# TEXT UNDER STUDY:

((

Kate Ramsayer, The Bend Bulletin

Jan 06, 2010

If you spot a wolf or wolf tracks, call ODFW at 541-963-2138. For more information, visit www.dfw .state.or.us/Wolves/index.asp.

Last year, a driver snapped a picture of a large wolflike animal that crossed U.S. Highway 20 near Suttle Lake — and this year, a Eugene woman saw a similar animal just a half-mile away.

And people reported spotting a gray wolf west of Wickiup Reservoir last summer, hearing animals howl north of Waldo Lake last fall and seeing large tracks in the snow this winter in the Wickiup area.

“I’m pretty confident from the incident last year and some of the others that we do have some lone wolves moving around in the Central Oregon area,” said John Stephenson, Oregon’s wolf coordinator with the U.S. Fish and Wildlife Service.

As wolves have been introduced into other Western states, including Idaho, several have wandered into Oregon, where they had previously been killed off in the 1940s. And Stephenson plans to do tracking surveys this winter in the Wickiup area and in the Maury Mountains area east of Prineville, to try to confirm the new presence of gray wolves.

Biologists are tracking the wolves’ progress across the state, and once the population reaches a certain size — with four breeding pairs together for three consecutive years in Eastern or Western Oregon — the state will consider taking them off Oregon’s endangered species list. Wolves are off the federal list in the eastern third of the state but are still federally protected west of U.S. Highway 395.

))

# GIVEN ENTRIES:

((

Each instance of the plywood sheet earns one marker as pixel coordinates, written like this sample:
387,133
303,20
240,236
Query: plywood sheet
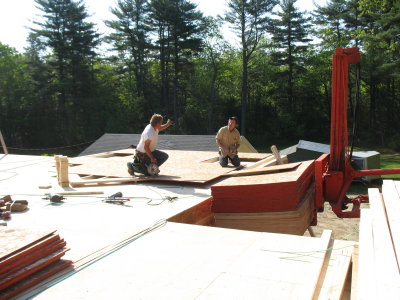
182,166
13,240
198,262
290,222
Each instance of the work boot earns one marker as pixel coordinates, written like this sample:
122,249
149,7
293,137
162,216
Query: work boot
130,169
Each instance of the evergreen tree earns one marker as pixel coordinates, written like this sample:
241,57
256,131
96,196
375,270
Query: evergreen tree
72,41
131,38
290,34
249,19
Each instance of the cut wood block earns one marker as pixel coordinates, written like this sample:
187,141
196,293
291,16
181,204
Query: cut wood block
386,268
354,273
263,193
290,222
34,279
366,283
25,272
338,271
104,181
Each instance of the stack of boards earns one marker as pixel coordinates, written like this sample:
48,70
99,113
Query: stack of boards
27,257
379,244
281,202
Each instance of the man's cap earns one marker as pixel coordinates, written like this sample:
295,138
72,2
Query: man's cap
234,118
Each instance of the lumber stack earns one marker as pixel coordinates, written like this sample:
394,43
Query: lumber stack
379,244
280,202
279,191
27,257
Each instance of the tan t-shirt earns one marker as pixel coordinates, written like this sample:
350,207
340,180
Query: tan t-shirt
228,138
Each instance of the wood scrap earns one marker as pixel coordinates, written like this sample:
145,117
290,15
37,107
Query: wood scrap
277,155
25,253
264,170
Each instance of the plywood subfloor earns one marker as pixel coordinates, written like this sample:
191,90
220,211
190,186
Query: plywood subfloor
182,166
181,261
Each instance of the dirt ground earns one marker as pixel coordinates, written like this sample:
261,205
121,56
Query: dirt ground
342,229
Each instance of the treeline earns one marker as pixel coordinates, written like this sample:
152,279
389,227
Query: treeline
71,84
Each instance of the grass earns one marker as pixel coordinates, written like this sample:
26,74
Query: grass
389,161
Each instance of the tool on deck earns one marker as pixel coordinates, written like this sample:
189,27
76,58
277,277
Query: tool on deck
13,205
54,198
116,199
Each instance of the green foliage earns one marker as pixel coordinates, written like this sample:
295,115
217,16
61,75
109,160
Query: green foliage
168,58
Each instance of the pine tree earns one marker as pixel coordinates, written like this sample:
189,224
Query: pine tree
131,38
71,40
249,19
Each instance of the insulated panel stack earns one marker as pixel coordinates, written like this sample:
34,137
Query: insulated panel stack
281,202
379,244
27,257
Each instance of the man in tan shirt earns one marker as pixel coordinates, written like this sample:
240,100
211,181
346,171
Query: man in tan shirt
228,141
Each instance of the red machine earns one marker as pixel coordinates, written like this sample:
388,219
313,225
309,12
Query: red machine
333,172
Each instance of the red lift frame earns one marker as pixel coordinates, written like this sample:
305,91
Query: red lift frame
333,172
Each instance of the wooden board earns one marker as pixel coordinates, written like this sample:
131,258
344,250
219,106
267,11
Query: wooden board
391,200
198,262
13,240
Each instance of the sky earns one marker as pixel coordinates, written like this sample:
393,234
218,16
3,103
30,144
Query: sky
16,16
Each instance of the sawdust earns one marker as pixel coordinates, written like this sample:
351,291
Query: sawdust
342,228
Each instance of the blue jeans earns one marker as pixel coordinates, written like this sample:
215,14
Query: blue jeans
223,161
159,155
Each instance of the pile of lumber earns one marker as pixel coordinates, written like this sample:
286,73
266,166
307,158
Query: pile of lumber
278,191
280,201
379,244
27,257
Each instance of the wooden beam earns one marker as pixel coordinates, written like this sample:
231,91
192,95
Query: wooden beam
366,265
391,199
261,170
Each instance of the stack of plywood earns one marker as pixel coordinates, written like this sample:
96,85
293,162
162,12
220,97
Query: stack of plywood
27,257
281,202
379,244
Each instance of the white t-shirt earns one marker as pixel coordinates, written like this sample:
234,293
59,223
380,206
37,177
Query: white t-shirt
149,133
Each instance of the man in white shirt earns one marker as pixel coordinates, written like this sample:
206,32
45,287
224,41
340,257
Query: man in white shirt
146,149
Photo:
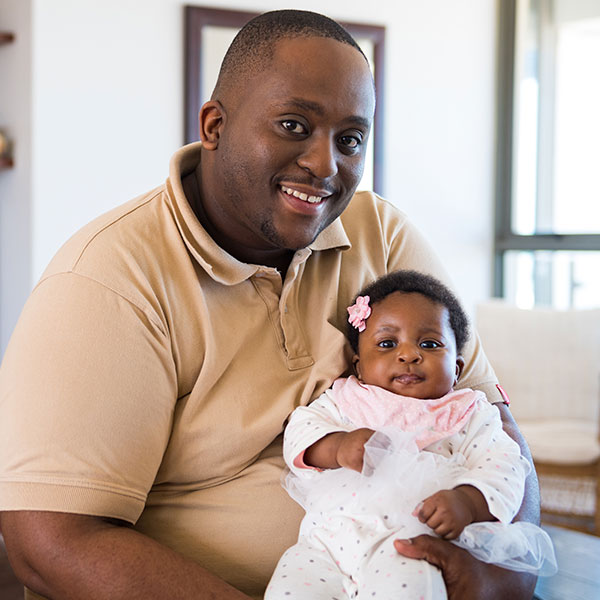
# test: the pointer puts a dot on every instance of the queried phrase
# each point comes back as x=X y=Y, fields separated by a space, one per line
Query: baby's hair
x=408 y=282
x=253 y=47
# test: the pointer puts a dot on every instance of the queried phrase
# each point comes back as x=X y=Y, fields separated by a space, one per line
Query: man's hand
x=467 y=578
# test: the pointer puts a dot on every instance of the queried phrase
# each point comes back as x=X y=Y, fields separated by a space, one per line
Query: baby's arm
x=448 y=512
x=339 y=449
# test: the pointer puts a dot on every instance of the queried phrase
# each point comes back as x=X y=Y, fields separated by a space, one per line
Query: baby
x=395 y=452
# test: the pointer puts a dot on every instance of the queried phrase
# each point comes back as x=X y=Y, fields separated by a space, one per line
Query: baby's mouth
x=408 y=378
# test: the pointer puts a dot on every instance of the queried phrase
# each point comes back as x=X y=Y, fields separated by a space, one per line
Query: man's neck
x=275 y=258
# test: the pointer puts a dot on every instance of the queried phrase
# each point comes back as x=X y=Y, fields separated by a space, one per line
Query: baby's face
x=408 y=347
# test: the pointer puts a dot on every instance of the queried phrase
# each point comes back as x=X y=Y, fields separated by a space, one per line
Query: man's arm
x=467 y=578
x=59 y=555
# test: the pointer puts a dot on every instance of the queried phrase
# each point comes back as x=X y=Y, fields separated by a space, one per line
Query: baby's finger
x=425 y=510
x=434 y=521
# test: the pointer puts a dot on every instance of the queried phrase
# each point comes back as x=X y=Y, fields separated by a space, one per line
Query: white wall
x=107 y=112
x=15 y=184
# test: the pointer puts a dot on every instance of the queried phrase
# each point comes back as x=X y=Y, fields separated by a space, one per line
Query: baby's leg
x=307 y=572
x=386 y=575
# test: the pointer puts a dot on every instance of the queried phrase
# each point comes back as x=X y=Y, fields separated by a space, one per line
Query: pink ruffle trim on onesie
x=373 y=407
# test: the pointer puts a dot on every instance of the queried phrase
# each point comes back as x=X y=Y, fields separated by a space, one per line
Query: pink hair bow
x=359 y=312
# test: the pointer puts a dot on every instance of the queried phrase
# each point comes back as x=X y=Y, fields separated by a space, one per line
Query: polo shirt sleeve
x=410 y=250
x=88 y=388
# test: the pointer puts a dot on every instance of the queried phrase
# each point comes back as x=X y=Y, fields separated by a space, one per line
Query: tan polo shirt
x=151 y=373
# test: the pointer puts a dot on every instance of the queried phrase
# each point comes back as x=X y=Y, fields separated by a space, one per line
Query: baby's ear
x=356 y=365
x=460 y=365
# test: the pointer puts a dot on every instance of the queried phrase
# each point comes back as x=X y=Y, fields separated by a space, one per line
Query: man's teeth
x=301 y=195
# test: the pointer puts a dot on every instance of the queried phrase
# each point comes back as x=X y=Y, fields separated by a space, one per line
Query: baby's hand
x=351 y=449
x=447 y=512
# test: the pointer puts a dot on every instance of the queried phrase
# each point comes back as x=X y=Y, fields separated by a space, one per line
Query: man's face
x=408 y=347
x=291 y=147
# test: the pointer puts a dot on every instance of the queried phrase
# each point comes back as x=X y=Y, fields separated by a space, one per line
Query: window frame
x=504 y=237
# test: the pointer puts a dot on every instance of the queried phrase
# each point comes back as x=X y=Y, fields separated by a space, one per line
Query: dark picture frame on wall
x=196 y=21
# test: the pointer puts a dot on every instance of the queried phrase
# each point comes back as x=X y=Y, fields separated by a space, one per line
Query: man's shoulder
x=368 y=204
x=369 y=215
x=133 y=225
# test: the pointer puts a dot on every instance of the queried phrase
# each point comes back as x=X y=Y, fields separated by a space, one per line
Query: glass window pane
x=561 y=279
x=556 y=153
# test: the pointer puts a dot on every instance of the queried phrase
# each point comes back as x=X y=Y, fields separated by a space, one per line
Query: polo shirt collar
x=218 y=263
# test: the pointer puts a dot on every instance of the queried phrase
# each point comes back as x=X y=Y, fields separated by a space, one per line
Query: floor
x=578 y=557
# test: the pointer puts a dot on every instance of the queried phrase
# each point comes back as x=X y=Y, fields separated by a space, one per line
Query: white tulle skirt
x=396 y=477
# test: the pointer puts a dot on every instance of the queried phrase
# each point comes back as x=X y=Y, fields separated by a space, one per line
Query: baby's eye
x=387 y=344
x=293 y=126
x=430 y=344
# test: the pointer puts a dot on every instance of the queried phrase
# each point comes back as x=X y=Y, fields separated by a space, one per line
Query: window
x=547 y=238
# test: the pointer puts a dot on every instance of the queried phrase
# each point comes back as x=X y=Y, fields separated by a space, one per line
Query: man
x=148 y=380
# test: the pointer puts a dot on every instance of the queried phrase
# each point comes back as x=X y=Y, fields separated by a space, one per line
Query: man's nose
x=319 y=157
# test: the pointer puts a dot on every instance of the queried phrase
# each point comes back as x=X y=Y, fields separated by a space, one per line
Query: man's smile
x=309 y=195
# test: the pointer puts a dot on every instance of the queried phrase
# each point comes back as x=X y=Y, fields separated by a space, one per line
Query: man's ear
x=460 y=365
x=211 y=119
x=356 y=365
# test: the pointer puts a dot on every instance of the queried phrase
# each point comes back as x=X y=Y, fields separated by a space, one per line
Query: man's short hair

))

# QUESTIONS:
1. According to the wolf article, in what decade had wolves previously been killed off in Oregon?
2. Reproduce word for word the passage of the wolf article starting at "Kate Ramsayer, The" and ending at "a half-mile away.".

# EXERCISE ANSWERS:
1. The 1940s.

2.
Kate Ramsayer, The Bend Bulletin

Jan 06, 2010

If you spot a wolf or wolf tracks, call ODFW at 541-963-2138. For more information, visit www.dfw .state.or.us/Wolves/index.asp.

Last year, a driver snapped a picture of a large wolflike animal that crossed U.S. Highway 20 near Suttle Lake — and this year, a Eugene woman saw a similar animal just a half-mile away.